Work instruction
Please copy every row below word for word, leaving out the pictures.
(Record extracts)
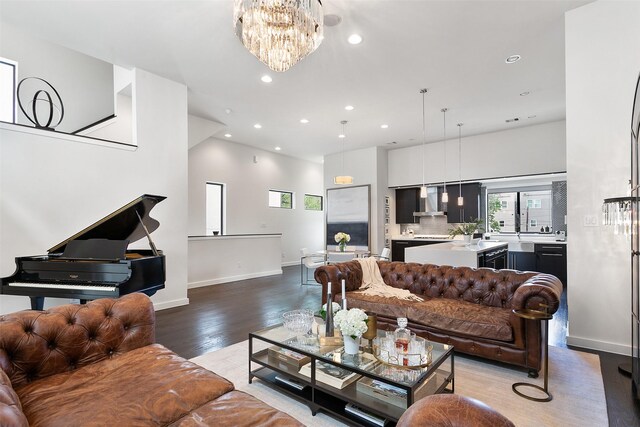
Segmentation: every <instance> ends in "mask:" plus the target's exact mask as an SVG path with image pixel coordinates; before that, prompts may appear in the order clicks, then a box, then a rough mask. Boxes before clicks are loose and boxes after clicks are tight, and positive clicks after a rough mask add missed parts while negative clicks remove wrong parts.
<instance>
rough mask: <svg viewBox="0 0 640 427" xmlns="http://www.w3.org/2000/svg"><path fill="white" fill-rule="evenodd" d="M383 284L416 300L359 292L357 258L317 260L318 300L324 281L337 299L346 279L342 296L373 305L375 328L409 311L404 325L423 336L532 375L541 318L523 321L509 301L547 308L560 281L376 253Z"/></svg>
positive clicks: (357, 306) (536, 362)
mask: <svg viewBox="0 0 640 427" xmlns="http://www.w3.org/2000/svg"><path fill="white" fill-rule="evenodd" d="M378 267H379V268H380V274H381V275H382V279H383V280H384V282H385V283H386V284H387V285H390V286H393V287H395V288H402V289H408V290H409V291H411V292H412V293H414V294H416V295H419V296H420V297H422V298H423V299H424V301H423V302H415V301H406V300H400V299H397V298H386V297H380V296H366V295H362V294H361V293H359V292H357V289H358V288H359V287H360V285H361V283H362V268H361V267H360V263H359V262H358V261H349V262H344V263H337V264H332V265H325V266H321V267H318V268H317V269H316V271H315V274H314V275H315V279H316V281H317V282H318V283H320V284H322V303H323V304H324V303H325V302H326V295H327V284H328V283H329V282H331V288H332V291H331V293H332V295H335V301H340V300H341V299H342V296H341V292H342V290H341V282H342V279H345V283H346V291H347V292H346V294H347V304H348V306H349V307H359V308H362V309H363V310H366V311H367V312H369V313H375V314H376V315H377V318H378V325H379V327H382V328H385V327H386V328H387V329H393V328H395V327H396V319H397V318H398V317H406V318H408V319H409V329H411V330H412V331H413V332H415V333H416V334H418V335H420V336H423V337H425V338H427V339H430V340H433V341H437V342H442V343H446V344H451V345H453V346H454V348H455V350H456V351H459V352H462V353H468V354H472V355H475V356H481V357H484V358H487V359H493V360H498V361H500V362H505V363H510V364H514V365H518V366H522V367H525V368H527V369H529V373H530V375H531V376H537V375H538V371H539V370H540V368H541V365H540V364H541V349H542V337H541V330H540V322H536V321H525V320H523V319H522V318H520V317H518V316H516V315H515V314H513V312H512V310H513V309H522V308H529V309H540V307H541V306H540V305H541V304H546V305H547V306H548V310H549V312H550V313H555V312H556V310H557V309H558V306H559V305H560V296H561V295H562V283H561V282H560V280H558V278H556V277H555V276H552V275H549V274H539V273H533V272H520V271H515V270H493V269H490V268H479V269H474V268H469V267H450V266H437V265H432V264H417V263H404V262H388V261H378Z"/></svg>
(End Record extracts)
Completed task
Segmentation: every <instance> ends in "mask:" plus the target's exact mask as an SVG path with image pixel coordinates; before that, prompts may appear in the order clicks, then a box, then a rough mask. Boxes before clicks are loose and boxes after clicks are tight, and positive clicks after a rough mask add missed parts while negative clicks remove wrong parts.
<instance>
rough mask: <svg viewBox="0 0 640 427" xmlns="http://www.w3.org/2000/svg"><path fill="white" fill-rule="evenodd" d="M383 284L416 300L359 292L357 258L317 260L318 300L324 281L337 299L346 279L342 296L373 305L375 328L409 311L404 325L423 336L532 375L541 318L523 321L509 301L547 308L560 281L376 253Z"/></svg>
positive clicks: (357, 306) (536, 362)
mask: <svg viewBox="0 0 640 427" xmlns="http://www.w3.org/2000/svg"><path fill="white" fill-rule="evenodd" d="M378 267H379V268H380V274H381V275H382V279H383V280H384V282H385V283H386V284H387V285H390V286H393V287H395V288H402V289H408V290H409V291H411V292H412V293H414V294H416V295H419V296H420V297H422V298H423V299H424V301H423V302H415V301H406V300H400V299H397V298H386V297H380V296H366V295H362V294H361V293H359V292H357V289H358V288H359V287H360V285H361V283H362V268H361V267H360V263H359V262H358V261H349V262H344V263H337V264H332V265H325V266H321V267H318V268H317V269H316V271H315V274H314V275H315V279H316V281H317V282H318V283H320V284H322V303H323V304H324V303H325V302H326V295H327V284H328V283H329V282H331V288H332V291H331V293H332V295H335V301H340V300H341V299H342V296H341V292H342V290H341V282H342V279H345V283H346V291H347V292H346V294H347V304H348V306H349V307H359V308H362V309H363V310H366V311H367V312H369V313H375V314H376V315H377V318H378V325H379V327H382V328H385V327H386V328H387V329H393V328H395V327H396V319H397V318H398V317H406V318H408V319H409V329H411V330H412V331H413V332H415V333H416V334H418V335H420V336H423V337H425V338H427V339H430V340H433V341H437V342H442V343H446V344H451V345H453V346H454V348H455V350H456V351H459V352H462V353H468V354H472V355H475V356H481V357H484V358H487V359H493V360H498V361H500V362H505V363H510V364H514V365H518V366H522V367H525V368H527V369H529V373H530V375H531V376H537V375H538V371H539V370H540V368H541V365H540V364H541V349H542V337H541V330H540V322H536V321H525V320H523V319H522V318H520V317H518V316H516V315H515V314H513V312H512V310H513V309H522V308H529V309H540V307H541V306H540V305H541V304H546V305H547V306H548V310H549V312H550V313H555V312H556V310H557V309H558V306H559V305H560V296H561V295H562V283H561V282H560V280H558V278H556V277H555V276H552V275H549V274H539V273H533V272H520V271H515V270H493V269H490V268H479V269H474V268H469V267H450V266H437V265H432V264H417V263H404V262H388V261H378Z"/></svg>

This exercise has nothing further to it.